— Task to complete —
In the film discussion, what does the killer blame when he finally gets the opportunity to speak?
START Text
I agree with domino that the film makes zero sense, though I think where we disagree is that, for me that nonsensical essence appears to be a deliberate strategy while he seems to think it's working in friction with what the film wants to be about or with the messaging its trying to send. That could all be true, and if it were I'd hate this, but I didn't read it that way. exidor's observation of merits in the loooonng climactic chase is one I share, mostly because, after presenting a movie so alienating that it can't decide whether it wants to be an involving character-following narrative or a collage of distantly-reported episodes (an oscillation between not just grazing but committing to both poles accentuates its tone of psychological chaos), the film seems to finally choose to linger on one woman and give us a dose of experiential physiological havoc, before zooming out to monotonously diagnose the killer. Where domino sees unearned engagement with sympathy for the killer, I see radical disengagement from any such approach -
SpoilerShow
The film finally commits to a would-be victim's multisensory experience ascending just psychology, after throwing around straw-grasping signifiers of occupation, sexual preoccupation, etc. to define them earlier, making it clear that it sides with them as the dignified ones against the pathetic killer - and then uses its sparse, uninterested procedural voice to dictate his psyche. The killer's identity seems to be a joke - for a while, the only surrogate desire/drive we get to experience in this film are the third hand pleas for this male killer to return, and then when we he does get the opportunity to say his piece, he blames nurture yet without telling us anything of substance. The denouement doesn't feel like an artistically-didactic intervention of synergistic validation, but another observation of his experience's worthlessness in contrast to the palpable harm he's caused.
END Text
START Given records
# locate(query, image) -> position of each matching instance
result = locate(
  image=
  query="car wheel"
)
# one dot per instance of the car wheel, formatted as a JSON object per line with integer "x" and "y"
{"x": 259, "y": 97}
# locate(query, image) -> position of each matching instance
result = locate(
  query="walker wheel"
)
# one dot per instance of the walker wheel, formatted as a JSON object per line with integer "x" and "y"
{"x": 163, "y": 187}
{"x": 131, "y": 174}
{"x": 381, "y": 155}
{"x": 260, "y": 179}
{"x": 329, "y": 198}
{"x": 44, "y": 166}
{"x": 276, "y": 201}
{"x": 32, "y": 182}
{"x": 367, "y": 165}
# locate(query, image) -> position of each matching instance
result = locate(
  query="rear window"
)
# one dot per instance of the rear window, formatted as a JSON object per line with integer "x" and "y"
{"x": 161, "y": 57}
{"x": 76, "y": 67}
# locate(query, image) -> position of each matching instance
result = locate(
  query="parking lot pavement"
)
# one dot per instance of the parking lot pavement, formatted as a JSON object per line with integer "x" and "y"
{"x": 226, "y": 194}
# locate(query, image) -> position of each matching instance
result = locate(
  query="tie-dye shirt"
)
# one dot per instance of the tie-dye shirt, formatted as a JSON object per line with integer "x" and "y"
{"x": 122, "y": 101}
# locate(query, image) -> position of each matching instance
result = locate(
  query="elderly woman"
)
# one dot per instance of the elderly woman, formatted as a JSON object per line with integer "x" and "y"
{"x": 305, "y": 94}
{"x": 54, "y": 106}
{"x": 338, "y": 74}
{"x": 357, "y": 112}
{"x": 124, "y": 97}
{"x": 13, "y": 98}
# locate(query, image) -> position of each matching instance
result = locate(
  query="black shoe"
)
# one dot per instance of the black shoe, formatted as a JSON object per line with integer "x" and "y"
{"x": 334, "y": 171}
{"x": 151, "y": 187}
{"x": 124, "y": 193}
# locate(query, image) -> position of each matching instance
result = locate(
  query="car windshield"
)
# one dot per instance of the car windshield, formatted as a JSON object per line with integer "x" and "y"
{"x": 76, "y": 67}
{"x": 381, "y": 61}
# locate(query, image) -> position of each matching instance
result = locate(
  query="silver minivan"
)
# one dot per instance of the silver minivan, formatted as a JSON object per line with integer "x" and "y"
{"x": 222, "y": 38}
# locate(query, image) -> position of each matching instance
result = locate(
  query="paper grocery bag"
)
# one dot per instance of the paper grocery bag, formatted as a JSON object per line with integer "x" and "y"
END Given records
— Exercise result —
He blames nurture, though without telling the audience anything of substance.